Reading passage.
☆ ☆ ☆ ☆ ☆ ☆ ☆

I'm an overachiever. Surprise! My type-A personality isn't an accident. It wasn't nature; it was nurture. Harangues against quitting are weaved into our adolescent lives through educational practices, athletics, and even biblical narratives that thrive on perseverance and determinism. Perhaps, it was my overenthusiastic desire to never miss the bus...to keep running despite the costs...to never quit, even if it meant losing my sanity. Last October, I quit. I took a deep breath and walked away from everything I knew about Sunday mornings, begrudgingly embracing a new freedom. It was like going through a bad breakup--a separation that you'd been avoiding for months because, let's face it, abuse becomes home and joy becomes the high you try to recreate, and peace is an eschatological reality only achieved in death. Abuse becomes us. Weariness becomes us. And freedom? Freedom cracks open our dysfunctional foundations, causing us to fall deep into the unknown of ourselves. This wasn't the freedom I was waiting for. In fact, just as I'd wrestled with my calling into ministry from 2011-2015, I wrestled with this new freedom--this new rest. I'd become so used to slavery that the prospect of freedom seemed painful. I became so comfortable in the captivity of "serving the Lord" and the toxicity of environments that were supposed to be healing spaces that I stopped growing. I stopped giving cheerfully. I stopped loving myself and I stopped loving ministry.
I Quit Church in October--not because I was trying to make a statement or attempting to garner a pity-party. I quit because I realized on the bus from Laguardia Airport to Harlem, that I was allowing my sanity and my gifts to be castrated "in the name of Jesus." It might not've been intentional but it was damaging to the greater calling on my life. As I began to empty my hands of the things that made me comfortable--of the things that filled my calendar and, temporarily, fulfilled my duty as a servant of the Lord--, I began to receive things that I'd never imagined. The free time made room for me to deepen my studies, for me to explore new relationships, and for me to figure out who God was/is calling me to be in this era of my life.

☆ ☆ ☆ ☆ ☆ ☆ ☆

Data for analysis.
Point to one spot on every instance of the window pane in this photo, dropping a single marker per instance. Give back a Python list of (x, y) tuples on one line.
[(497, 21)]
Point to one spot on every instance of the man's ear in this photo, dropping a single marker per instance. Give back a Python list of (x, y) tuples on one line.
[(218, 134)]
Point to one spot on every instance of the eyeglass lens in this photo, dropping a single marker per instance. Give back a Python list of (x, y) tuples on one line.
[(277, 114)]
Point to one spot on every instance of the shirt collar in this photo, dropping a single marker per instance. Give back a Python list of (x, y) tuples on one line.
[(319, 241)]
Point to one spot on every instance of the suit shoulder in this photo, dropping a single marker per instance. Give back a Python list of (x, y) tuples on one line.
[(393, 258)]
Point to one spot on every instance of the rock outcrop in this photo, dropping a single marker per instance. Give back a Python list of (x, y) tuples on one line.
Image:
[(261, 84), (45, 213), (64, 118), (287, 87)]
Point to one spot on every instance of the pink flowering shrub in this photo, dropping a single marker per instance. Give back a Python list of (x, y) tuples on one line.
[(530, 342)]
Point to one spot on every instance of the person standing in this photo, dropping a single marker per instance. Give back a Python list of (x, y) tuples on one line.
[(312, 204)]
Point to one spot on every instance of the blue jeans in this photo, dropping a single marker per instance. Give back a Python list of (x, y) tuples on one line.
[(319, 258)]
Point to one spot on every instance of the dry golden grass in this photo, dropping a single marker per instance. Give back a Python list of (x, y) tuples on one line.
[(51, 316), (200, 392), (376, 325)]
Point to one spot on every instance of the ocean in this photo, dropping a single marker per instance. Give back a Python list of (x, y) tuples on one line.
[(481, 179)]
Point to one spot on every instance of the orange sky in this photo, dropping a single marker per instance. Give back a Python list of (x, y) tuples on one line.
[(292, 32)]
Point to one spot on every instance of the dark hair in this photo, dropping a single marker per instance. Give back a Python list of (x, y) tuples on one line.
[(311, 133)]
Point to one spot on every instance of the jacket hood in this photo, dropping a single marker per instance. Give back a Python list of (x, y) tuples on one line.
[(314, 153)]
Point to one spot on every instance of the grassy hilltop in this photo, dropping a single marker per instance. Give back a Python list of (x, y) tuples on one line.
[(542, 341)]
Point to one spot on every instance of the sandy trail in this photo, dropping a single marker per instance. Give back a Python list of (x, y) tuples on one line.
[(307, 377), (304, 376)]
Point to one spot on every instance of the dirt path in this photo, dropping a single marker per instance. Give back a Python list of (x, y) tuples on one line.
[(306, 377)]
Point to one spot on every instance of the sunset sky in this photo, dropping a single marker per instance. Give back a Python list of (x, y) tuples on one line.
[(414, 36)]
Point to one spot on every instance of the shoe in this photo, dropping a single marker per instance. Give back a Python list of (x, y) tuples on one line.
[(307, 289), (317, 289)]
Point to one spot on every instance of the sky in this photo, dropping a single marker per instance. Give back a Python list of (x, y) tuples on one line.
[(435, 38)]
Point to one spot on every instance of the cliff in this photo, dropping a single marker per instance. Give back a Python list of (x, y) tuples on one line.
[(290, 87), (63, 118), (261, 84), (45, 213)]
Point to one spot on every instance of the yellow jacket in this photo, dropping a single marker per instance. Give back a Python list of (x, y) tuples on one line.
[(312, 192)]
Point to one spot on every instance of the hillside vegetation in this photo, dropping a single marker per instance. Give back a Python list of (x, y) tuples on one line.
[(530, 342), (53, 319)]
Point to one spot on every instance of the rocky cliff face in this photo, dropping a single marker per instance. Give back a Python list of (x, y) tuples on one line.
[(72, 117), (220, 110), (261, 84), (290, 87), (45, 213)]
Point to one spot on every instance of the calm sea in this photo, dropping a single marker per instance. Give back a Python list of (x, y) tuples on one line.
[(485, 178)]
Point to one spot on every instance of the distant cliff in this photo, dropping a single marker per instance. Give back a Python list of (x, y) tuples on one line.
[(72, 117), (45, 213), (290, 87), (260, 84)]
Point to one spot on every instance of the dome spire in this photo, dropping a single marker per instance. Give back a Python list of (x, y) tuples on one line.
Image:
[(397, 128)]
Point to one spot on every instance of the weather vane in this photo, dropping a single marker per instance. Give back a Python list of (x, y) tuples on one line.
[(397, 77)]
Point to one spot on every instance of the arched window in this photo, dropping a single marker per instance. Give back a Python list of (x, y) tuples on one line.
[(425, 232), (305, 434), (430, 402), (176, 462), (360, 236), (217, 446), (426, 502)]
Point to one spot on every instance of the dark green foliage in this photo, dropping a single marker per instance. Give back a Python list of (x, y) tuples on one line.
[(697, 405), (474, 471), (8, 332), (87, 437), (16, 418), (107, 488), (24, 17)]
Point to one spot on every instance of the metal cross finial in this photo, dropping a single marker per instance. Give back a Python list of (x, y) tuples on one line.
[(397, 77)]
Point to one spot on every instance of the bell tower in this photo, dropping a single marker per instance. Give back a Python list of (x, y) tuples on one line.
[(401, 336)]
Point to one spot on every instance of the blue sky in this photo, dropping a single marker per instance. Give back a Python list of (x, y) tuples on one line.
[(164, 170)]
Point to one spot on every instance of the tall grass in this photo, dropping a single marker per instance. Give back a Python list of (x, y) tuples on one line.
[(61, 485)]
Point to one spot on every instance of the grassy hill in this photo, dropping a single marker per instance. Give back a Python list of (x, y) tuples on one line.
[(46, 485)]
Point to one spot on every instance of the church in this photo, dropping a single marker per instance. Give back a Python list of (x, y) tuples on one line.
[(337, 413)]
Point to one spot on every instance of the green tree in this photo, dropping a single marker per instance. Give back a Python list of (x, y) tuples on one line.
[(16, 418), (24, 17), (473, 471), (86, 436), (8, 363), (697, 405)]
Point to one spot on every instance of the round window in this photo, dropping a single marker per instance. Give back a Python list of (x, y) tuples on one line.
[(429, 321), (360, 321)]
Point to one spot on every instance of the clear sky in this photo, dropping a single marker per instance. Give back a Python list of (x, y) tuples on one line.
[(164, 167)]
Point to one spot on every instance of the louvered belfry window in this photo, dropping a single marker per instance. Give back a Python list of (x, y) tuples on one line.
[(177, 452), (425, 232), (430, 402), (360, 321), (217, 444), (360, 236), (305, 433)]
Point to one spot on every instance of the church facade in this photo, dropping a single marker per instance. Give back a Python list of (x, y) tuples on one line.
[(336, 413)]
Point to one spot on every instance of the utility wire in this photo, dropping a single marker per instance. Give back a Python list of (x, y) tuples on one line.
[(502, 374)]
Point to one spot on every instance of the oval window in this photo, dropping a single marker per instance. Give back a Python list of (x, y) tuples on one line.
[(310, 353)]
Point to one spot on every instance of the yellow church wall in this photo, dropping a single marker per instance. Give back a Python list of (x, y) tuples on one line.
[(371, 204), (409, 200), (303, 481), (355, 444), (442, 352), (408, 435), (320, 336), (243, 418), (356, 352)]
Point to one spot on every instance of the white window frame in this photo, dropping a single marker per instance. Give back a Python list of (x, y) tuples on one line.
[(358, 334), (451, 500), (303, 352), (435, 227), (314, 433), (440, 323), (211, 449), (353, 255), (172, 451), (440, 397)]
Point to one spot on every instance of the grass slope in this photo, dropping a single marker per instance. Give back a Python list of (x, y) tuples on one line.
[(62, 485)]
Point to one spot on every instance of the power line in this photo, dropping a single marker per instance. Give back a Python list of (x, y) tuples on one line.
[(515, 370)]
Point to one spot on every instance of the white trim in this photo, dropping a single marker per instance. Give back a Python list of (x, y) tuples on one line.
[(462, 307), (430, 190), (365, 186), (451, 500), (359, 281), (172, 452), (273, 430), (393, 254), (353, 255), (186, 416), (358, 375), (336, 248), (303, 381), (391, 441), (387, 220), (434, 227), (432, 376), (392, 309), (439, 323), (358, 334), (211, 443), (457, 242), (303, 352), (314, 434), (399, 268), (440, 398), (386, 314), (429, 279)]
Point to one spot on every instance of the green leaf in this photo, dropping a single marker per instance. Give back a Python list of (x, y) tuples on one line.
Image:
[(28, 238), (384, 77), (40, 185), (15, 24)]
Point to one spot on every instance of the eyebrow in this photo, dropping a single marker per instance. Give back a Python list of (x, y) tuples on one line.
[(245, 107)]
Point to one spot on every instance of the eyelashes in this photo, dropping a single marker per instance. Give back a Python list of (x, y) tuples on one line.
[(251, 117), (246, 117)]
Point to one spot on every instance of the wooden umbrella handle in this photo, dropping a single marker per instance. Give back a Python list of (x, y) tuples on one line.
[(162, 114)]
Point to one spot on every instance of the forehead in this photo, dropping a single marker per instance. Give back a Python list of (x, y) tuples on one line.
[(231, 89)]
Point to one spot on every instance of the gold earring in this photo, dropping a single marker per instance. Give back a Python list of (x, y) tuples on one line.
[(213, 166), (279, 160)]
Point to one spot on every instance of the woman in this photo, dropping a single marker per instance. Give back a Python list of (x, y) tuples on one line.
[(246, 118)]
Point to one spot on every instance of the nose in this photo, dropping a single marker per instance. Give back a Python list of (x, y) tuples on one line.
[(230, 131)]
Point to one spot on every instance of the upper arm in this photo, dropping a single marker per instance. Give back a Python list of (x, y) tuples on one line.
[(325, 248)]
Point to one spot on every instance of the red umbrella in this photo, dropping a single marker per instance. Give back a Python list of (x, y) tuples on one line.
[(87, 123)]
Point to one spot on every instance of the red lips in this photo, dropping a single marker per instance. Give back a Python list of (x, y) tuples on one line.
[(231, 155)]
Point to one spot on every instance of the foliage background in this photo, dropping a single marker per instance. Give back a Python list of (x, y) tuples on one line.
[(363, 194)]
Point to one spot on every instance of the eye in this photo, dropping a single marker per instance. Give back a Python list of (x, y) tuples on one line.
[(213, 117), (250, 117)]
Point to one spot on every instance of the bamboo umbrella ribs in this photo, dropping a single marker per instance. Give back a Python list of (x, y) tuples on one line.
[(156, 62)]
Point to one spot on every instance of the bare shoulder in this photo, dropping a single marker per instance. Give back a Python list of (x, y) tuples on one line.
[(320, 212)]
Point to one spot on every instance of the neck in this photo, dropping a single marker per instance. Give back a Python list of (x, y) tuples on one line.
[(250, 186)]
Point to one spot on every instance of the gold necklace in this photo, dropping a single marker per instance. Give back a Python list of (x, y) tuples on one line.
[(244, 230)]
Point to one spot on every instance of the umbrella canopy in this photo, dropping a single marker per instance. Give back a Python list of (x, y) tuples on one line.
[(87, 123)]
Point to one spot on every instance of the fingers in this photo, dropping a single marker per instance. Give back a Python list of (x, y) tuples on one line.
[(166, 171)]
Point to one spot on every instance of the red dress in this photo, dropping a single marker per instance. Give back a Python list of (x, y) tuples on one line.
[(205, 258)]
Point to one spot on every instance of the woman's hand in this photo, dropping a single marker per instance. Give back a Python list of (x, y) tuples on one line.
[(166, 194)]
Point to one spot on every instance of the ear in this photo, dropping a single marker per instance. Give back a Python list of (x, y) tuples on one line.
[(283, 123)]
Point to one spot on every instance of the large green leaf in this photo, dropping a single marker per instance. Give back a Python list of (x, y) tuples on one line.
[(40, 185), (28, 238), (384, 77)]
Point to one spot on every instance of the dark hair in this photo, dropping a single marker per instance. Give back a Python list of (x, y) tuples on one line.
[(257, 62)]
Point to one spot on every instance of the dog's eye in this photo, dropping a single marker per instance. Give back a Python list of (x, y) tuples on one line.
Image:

☆ ☆ ☆ ☆ ☆ ☆ ☆

Problems and tasks.
1. For the essay on quitting church, say whether each statement agrees with it, answering yes or no and quoting the deciding words: (a) The writer quit church in October. (b) The writer wrestled with a calling into ministry from 2011-2015. (c) The writer credits nature for the type-A personality.
2. List everything the writer of the essay on quitting church says they stopped doing.
3. In the essay on quitting church, where was the writer when they realized why they had to quit?
The records have nothing to do with the essay on quitting church.

Outputs for the tasks.
1.
(a) Yes: "I Quit Church in October"
(b) Yes: "I'd wrestled with my calling into ministry from 2011-2015"
(c) No: "It wasn't nature; it was nurture."

2.
Growing
Giving cheerfully
Loving themselves
Loving ministry

3. On the bus from Laguardia Airport to Harlem.